=== DIRECTIVE ===
Quote every line of the material below verbatim, leaving out the pictures.

* start RAW RECORDS *

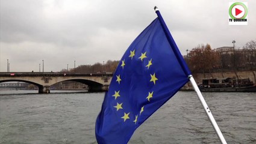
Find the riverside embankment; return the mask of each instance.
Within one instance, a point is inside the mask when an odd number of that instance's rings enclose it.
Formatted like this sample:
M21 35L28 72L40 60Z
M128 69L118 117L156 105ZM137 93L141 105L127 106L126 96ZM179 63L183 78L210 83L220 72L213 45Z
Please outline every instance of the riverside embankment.
M226 77L237 79L249 78L254 84L256 84L256 70L215 70L213 72L192 73L192 75L198 85L202 83L203 79L222 79ZM183 88L183 89L193 89L193 88L191 83L189 82Z

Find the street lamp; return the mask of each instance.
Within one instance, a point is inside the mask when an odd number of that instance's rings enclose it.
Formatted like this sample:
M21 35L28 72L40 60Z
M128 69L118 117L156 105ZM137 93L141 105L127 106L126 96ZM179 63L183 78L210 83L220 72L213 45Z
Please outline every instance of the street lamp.
M188 52L189 52L189 49L187 49L186 50L186 52L187 52L187 53L188 53Z
M103 70L102 70L102 73L104 73L104 70L105 68L104 68L104 61L103 61Z
M75 73L75 61L73 61L73 69Z
M9 72L9 59L7 59L7 72Z
M43 60L42 60L43 61Z
M233 40L232 41L232 43L234 44L234 47L233 47L233 50L234 50L234 67L236 67L236 58L235 58L235 43L236 43L236 40Z

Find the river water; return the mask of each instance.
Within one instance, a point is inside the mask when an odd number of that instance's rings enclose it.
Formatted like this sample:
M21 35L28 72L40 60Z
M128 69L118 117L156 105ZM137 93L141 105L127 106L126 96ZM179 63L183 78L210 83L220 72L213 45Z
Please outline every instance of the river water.
M0 143L97 143L104 93L0 91ZM54 93L55 92L55 93ZM256 143L256 93L204 92L228 143ZM128 143L220 143L194 92L180 91Z

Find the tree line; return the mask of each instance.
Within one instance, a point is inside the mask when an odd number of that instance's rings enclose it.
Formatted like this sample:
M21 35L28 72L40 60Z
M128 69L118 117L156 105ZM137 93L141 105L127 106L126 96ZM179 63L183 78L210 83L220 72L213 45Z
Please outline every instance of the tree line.
M188 50L187 50L188 51ZM209 72L214 70L256 69L256 40L247 42L243 47L226 53L212 49L209 44L201 44L184 56L192 73ZM120 61L108 60L105 64L81 65L61 72L76 73L114 73Z
M192 73L255 68L256 40L224 53L212 49L208 44L201 44L192 49L184 59Z

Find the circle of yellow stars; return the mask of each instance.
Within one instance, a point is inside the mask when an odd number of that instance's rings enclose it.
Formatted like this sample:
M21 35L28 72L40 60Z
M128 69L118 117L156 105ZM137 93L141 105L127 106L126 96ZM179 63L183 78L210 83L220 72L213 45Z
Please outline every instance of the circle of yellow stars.
M129 55L129 58L130 58L131 60L133 60L133 58L134 57L135 53L136 53L135 49L133 50L130 50L130 55ZM140 59L142 62L145 60L146 58L148 58L148 56L146 55L146 52L144 53L142 53L140 56L138 58L138 59ZM120 65L120 67L123 70L125 66L125 59L121 59L120 63L122 63ZM152 59L151 58L150 60L148 61L148 63L145 67L148 68L148 70L149 70L151 66L152 66L152 65L153 65ZM120 85L120 83L122 82L122 79L121 79L122 77L120 74L116 75L116 82L117 82L119 85ZM150 77L151 77L151 79L149 80L149 82L153 82L154 85L155 85L157 82L157 80L158 80L157 78L155 73L154 73L154 74L150 74ZM154 98L153 94L154 94L154 91L149 92L148 96L146 97L146 97L145 98L147 99L149 102L150 102L151 100ZM118 98L118 97L122 97L122 95L120 95L120 90L114 91L114 94L112 95L112 97L114 97L114 100L116 100ZM113 106L113 107L116 109L116 112L118 112L119 110L123 109L122 107L122 104L123 104L122 103L117 103L116 106ZM141 115L142 113L144 112L145 110L144 107L145 107L145 106L142 106L140 108L139 115L138 114L135 115L135 119L134 119L134 121L133 121L133 122L134 122L135 124L136 124L137 122L137 121L138 121L137 119L139 116ZM123 119L123 122L125 122L127 119L130 119L129 116L130 114L131 114L131 112L128 112L128 113L124 112L123 116L120 118L121 119Z

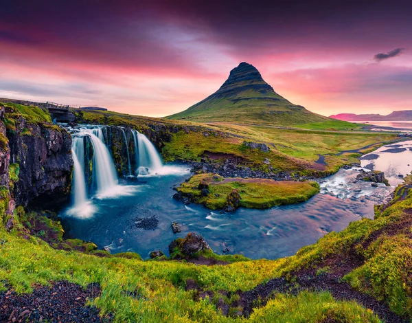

* end RAW RECORDS *

=== FULL SOLUTION ===
Find the riverside embankment; return the mask of each instance.
Within one instance, a point is inside the mask when an odd number of that instance's rings enclose it.
Formatted like this sample:
M21 35L28 72L40 60Z
M128 69L118 117L156 105ZM137 93L141 105L127 106L126 96ZM179 63L183 78L210 83L220 72L213 45Z
Please outline every instance of the riverside embankment.
M226 77L237 79L249 78L254 84L256 84L256 70L215 70L213 72L192 73L192 75L198 85L202 83L203 79L222 79ZM183 88L183 89L193 89L193 88L191 83L189 82Z

Find the street lamp; return the mask of each instance.
Within one instance, a point is inside the mask when an odd number of that instance's rings enclose it.
Formatted like this sample:
M21 35L28 72L40 60Z
M128 69L118 117L156 105ZM137 93L141 105L127 106L126 96ZM179 63L183 78L210 83L220 72L213 45Z
Please outline every instance of the street lamp.
M188 52L189 52L189 49L187 49L186 50L186 52L187 52L187 53L188 53Z
M103 70L102 70L102 73L104 73L104 70L105 68L104 68L104 61L103 61Z
M75 73L75 61L73 61L73 69Z
M9 72L9 59L7 59L7 72Z
M43 60L42 60L43 61Z
M233 40L232 41L232 43L234 44L234 47L233 47L233 50L234 50L234 67L236 67L236 58L235 58L235 43L236 43L236 40Z

Find the river water; return the mask of each instance.
Within one instance, a point is inside the mask when an odd number of that instance's rings enclose it.
Formatted like this sample:
M21 35L28 72L40 60Z
M128 69L118 117L156 105ZM137 93L141 105L127 106L126 96ZM179 63L183 78L210 83L220 72L213 45Z
Please outline every instance of the river water.
M0 143L97 143L104 93L0 91ZM54 93L55 92L55 93ZM256 143L256 93L204 92L228 143ZM128 143L220 143L194 92L180 91Z

Find the tree line; return the mask of each instance.
Within one instance, a point is inside the mask when an odd number of that instance's rings enclose it.
Formatted like this sample:
M21 35L28 72L40 60Z
M128 69L118 117L156 105ZM137 93L141 105L127 106L126 96ZM179 63L183 78L210 83L220 72L213 45Z
Please outline every instance of the tree line.
M188 50L187 50L188 51ZM209 72L214 70L256 69L256 40L247 42L243 47L226 53L212 49L209 44L201 44L184 56L192 73ZM120 61L108 60L105 64L81 65L61 72L76 73L114 73Z
M192 73L255 68L256 40L224 53L212 49L208 44L201 44L192 49L184 59Z

Find the circle of yellow stars; return the mask of each instance.
Within one instance, a point is inside the mask when an odd number of that instance's rings enclose it.
Formatted like this sample:
M21 35L28 72L40 60Z
M128 69L118 117L156 105ZM137 93L141 105L127 106L126 96ZM179 63L183 78L210 83L220 72L213 45Z
Please outline every instance of the circle of yellow stars.
M129 55L129 58L130 58L131 60L133 60L133 58L134 57L135 53L136 53L135 49L133 50L130 50L130 55ZM140 59L142 62L145 60L146 58L148 58L148 56L146 55L146 52L144 53L142 53L140 56L138 58L138 59ZM120 65L120 67L123 70L125 66L125 59L121 59L120 63L122 63ZM152 59L151 58L150 60L148 61L148 63L145 67L148 68L148 70L149 70L151 66L152 66L152 65L153 65ZM120 85L120 83L122 82L122 79L121 79L122 77L120 74L116 75L116 82L117 82L119 85ZM150 77L151 77L151 79L149 80L149 82L153 82L154 85L155 85L157 82L157 80L158 80L157 78L155 73L154 73L154 74L150 74ZM154 98L153 94L154 94L154 91L149 92L148 96L146 97L146 97L145 98L147 99L149 102L150 102L151 100ZM118 98L118 97L122 97L122 95L120 95L120 90L114 91L114 94L112 95L112 97L114 97L114 100L116 100ZM113 106L113 107L116 109L116 112L118 112L119 110L123 109L122 107L122 104L123 104L122 103L117 103L116 106ZM141 115L142 113L144 112L145 110L144 107L145 107L145 106L142 106L140 108L139 115L138 114L135 115L135 119L134 119L134 121L133 121L133 122L134 122L135 124L136 124L137 122L137 121L138 121L137 119L139 116ZM123 119L123 122L125 122L127 119L130 119L129 116L130 114L131 114L131 112L128 112L128 113L124 112L123 116L120 118L121 119Z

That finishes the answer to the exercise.